## TASK
Copy out the data below word for word, leaving every line unchanged.

## Some records
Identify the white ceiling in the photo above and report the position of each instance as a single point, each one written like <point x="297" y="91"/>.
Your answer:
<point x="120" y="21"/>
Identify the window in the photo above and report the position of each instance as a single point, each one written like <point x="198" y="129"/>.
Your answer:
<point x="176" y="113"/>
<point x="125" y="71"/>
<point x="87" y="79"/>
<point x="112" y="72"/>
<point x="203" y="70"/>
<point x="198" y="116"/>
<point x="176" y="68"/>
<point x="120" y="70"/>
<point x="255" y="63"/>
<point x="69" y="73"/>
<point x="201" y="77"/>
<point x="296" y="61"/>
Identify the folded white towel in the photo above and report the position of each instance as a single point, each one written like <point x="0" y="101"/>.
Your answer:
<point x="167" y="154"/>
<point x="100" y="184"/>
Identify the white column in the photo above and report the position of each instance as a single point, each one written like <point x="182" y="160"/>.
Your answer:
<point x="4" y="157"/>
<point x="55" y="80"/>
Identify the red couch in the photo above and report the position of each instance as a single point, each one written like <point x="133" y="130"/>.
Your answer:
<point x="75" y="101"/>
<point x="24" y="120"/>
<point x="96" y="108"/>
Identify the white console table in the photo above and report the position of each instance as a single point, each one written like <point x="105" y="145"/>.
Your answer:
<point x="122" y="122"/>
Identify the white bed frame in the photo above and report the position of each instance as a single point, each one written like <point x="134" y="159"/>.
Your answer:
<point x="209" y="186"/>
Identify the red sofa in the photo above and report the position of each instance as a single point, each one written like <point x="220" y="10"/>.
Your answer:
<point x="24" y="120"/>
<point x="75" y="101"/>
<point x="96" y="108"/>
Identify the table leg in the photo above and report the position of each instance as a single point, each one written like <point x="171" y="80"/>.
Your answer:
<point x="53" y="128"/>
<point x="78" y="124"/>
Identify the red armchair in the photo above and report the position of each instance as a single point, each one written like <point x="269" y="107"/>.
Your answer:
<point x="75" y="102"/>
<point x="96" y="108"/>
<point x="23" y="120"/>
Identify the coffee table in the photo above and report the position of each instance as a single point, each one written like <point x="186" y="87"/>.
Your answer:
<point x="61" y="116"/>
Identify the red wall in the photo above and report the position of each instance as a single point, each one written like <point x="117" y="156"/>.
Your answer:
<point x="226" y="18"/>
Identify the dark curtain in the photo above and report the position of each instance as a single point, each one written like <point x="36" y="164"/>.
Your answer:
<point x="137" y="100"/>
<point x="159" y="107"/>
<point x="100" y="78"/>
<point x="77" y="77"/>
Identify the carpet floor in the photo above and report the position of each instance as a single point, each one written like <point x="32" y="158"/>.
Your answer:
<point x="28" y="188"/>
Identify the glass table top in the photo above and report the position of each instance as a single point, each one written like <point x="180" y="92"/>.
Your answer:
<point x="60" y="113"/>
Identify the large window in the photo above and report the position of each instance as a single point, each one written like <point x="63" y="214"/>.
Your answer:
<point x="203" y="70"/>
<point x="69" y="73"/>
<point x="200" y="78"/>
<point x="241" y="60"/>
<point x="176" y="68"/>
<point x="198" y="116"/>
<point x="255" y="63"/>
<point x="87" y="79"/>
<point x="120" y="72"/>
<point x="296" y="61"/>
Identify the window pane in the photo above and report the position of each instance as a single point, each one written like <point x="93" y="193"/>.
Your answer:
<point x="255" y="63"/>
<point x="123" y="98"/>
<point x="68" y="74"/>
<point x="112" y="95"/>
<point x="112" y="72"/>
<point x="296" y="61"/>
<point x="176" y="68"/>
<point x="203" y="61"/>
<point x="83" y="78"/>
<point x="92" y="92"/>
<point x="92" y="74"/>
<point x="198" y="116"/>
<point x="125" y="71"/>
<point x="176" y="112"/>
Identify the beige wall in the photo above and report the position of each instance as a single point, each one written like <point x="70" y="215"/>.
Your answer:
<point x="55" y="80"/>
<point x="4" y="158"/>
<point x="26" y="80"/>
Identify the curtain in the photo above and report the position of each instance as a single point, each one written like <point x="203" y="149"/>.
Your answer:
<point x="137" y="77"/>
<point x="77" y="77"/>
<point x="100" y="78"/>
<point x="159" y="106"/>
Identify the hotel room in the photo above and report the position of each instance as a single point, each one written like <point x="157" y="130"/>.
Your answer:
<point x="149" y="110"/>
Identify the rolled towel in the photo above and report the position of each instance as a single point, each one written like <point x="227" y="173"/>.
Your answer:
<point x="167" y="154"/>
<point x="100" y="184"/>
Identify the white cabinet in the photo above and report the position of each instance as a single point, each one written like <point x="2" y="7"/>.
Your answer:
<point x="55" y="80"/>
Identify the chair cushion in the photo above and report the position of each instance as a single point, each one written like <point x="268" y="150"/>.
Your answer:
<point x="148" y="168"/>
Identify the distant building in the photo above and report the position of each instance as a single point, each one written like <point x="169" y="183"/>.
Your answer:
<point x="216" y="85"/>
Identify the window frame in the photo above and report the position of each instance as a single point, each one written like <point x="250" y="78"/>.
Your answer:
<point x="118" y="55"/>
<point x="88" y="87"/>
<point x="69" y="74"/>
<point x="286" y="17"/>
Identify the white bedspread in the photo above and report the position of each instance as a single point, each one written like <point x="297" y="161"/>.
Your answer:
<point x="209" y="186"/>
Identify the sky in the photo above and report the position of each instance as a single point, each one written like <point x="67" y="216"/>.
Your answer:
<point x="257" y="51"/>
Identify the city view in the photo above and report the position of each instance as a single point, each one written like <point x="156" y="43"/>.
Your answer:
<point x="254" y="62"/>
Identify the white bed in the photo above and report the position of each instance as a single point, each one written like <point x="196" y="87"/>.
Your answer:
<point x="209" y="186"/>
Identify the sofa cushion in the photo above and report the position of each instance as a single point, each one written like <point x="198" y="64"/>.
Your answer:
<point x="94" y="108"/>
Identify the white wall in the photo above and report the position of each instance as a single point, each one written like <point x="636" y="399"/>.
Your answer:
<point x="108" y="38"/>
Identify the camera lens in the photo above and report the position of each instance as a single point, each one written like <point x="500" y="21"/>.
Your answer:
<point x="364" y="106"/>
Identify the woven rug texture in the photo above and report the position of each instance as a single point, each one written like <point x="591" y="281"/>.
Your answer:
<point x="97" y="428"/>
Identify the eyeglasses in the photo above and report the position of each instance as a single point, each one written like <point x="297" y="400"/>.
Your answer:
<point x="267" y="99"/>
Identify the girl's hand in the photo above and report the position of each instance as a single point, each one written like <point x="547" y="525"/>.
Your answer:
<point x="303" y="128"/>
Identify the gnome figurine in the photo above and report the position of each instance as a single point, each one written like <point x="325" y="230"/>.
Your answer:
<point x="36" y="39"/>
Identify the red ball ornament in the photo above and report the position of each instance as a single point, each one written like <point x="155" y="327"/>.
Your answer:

## TASK RESULT
Identify the white ceiling in the photo above and report the position of each instance as a single point, each one written like <point x="297" y="91"/>.
Your answer:
<point x="120" y="21"/>
Identify the window in the photo above and report the position of each instance as a single point, each one written like <point x="198" y="129"/>.
Your answer:
<point x="176" y="113"/>
<point x="125" y="71"/>
<point x="87" y="79"/>
<point x="112" y="72"/>
<point x="203" y="70"/>
<point x="198" y="116"/>
<point x="176" y="68"/>
<point x="120" y="70"/>
<point x="255" y="63"/>
<point x="69" y="73"/>
<point x="201" y="77"/>
<point x="296" y="61"/>
Identify the folded white towel in the photo above and report the position of each instance as a single point, each one written like <point x="0" y="101"/>.
Your answer:
<point x="167" y="154"/>
<point x="100" y="184"/>
Identify the white column in the photo above and report the position of each instance as a single point, each one written like <point x="182" y="160"/>.
Your answer:
<point x="4" y="157"/>
<point x="55" y="80"/>
Identify the red couch in the photo above and report the position of each instance as a single point, each one written like <point x="133" y="130"/>.
Your answer:
<point x="75" y="101"/>
<point x="24" y="120"/>
<point x="96" y="108"/>
Identify the white console table in the photo above and report the position of each instance as a single point, each one written like <point x="105" y="145"/>.
Your answer:
<point x="122" y="122"/>
Identify the white bed frame in the photo above and report the position of each instance as a single point, each one written like <point x="134" y="159"/>.
Your answer:
<point x="209" y="186"/>
Identify the red sofa in the photo above and report the position of each instance as a single point, each one written like <point x="220" y="10"/>.
Your answer:
<point x="24" y="120"/>
<point x="75" y="101"/>
<point x="96" y="108"/>
Identify the table leg in the photo above and report the position of each instance as a single point, each one written like <point x="171" y="80"/>.
Your answer:
<point x="53" y="128"/>
<point x="78" y="124"/>
Identify the red armchair in the photo above and report the position of each instance as a single point, each one written like <point x="269" y="107"/>.
Your answer:
<point x="75" y="102"/>
<point x="96" y="108"/>
<point x="23" y="120"/>
Identify the coffee table in the photo above and report the position of each instance as a single point, each one written like <point x="186" y="87"/>.
Your answer:
<point x="61" y="116"/>
Identify the red wall in the photo above and report the position of each instance as a single point, each one written like <point x="117" y="156"/>.
Your answer:
<point x="226" y="18"/>
Identify the dark curtain in the photo above and report the position of each instance as a single point, each one written like <point x="36" y="164"/>.
Your answer:
<point x="137" y="100"/>
<point x="159" y="107"/>
<point x="100" y="78"/>
<point x="77" y="77"/>
Identify the carpet floor in the photo above and report the position of each instance as a single point, each one written like <point x="32" y="158"/>.
Your answer:
<point x="28" y="188"/>
Identify the glass table top in the photo above and report the position of each instance as a single point, each one written like <point x="180" y="92"/>.
Your answer:
<point x="60" y="113"/>
Identify the large window in the photo above and report the position of each instance as a single point, each one written like <point x="63" y="214"/>.
Your answer:
<point x="203" y="70"/>
<point x="69" y="73"/>
<point x="200" y="78"/>
<point x="241" y="60"/>
<point x="176" y="68"/>
<point x="198" y="116"/>
<point x="255" y="63"/>
<point x="87" y="79"/>
<point x="120" y="72"/>
<point x="296" y="61"/>
Identify the window pane in the photo above and report the position of each instance as a single point, each one written like <point x="93" y="193"/>.
Your answer:
<point x="255" y="63"/>
<point x="123" y="98"/>
<point x="68" y="74"/>
<point x="112" y="95"/>
<point x="112" y="72"/>
<point x="296" y="61"/>
<point x="176" y="68"/>
<point x="203" y="61"/>
<point x="83" y="78"/>
<point x="92" y="92"/>
<point x="92" y="74"/>
<point x="198" y="116"/>
<point x="125" y="71"/>
<point x="176" y="112"/>
Identify the beige wall in the photo above and report the position of each instance as a single point, each one written like <point x="70" y="215"/>.
Your answer:
<point x="55" y="80"/>
<point x="4" y="158"/>
<point x="26" y="80"/>
Identify the curtain in the photo above and report the position of each instance as a single point, each one written like <point x="203" y="149"/>.
Your answer:
<point x="137" y="77"/>
<point x="77" y="77"/>
<point x="100" y="78"/>
<point x="159" y="106"/>
Identify the hotel room in the photo above and report the position of each instance as a single point, each one written like <point x="157" y="130"/>.
Your answer:
<point x="149" y="110"/>
Identify the rolled towel in the photo above and report the position of each instance as a single point, each one written like <point x="227" y="173"/>.
Your answer:
<point x="167" y="154"/>
<point x="100" y="184"/>
Identify the white cabinet in the photo above and report the position of each instance as a single point, each one written like <point x="2" y="7"/>.
Your answer:
<point x="55" y="80"/>
Identify the chair cushion in the photo above and report the position of each instance as a single point, each one written like <point x="268" y="150"/>.
Your answer:
<point x="148" y="168"/>
Identify the distant building in the photo above and report the position of each instance as a single point, each one written like <point x="169" y="183"/>.
Your answer:
<point x="216" y="85"/>
Identify the window frame in the photo above and report the position of each instance as a single point, each one written like <point x="250" y="78"/>.
Your answer:
<point x="118" y="55"/>
<point x="88" y="87"/>
<point x="69" y="74"/>
<point x="286" y="17"/>
Identify the white bedspread in the photo above and report the position of each instance as a single point, each one written like <point x="297" y="161"/>.
Your answer:
<point x="209" y="186"/>
Identify the sky in the photo above and report the position of each instance as a single point, each one written like <point x="67" y="216"/>.
Your answer:
<point x="257" y="51"/>
Identify the city view in the photo above and report the position of each instance as a single point, each one written like <point x="156" y="43"/>.
Your answer:
<point x="254" y="62"/>
Identify the white bed in the photo above and report the position of each instance as a single point, each one written like <point x="196" y="87"/>.
Your answer:
<point x="209" y="186"/>
Identify the sofa cushion in the photo above and report the position of each instance as a single point, each one written like <point x="198" y="64"/>.
Your answer:
<point x="94" y="108"/>
Identify the white wall in the photo above and report the position of each instance as a single point, each one written like <point x="636" y="399"/>.
Your answer:
<point x="108" y="38"/>
Identify the camera lens in the photo above and report the position of each instance as a single point, each one written like <point x="500" y="21"/>.
Your answer:
<point x="364" y="106"/>
Identify the woven rug texture in the photo above and report the position of each instance as a single point, each one written like <point x="591" y="281"/>.
Your answer:
<point x="97" y="428"/>
Identify the eyeglasses in the photo above and report the position of each instance as a single point, each one written like <point x="297" y="400"/>.
Your answer:
<point x="267" y="99"/>
Identify the girl's hand in the photo above and report the position of each instance as a single point, each one written like <point x="547" y="525"/>.
Your answer:
<point x="303" y="128"/>
Identify the gnome figurine in the photo above and report the position of each instance as a single point, each one written like <point x="325" y="230"/>.
Your answer:
<point x="36" y="39"/>
Identify the red ball ornament in the photo above and report the position of each instance as a single point, each one written like <point x="155" y="327"/>.
Your answer:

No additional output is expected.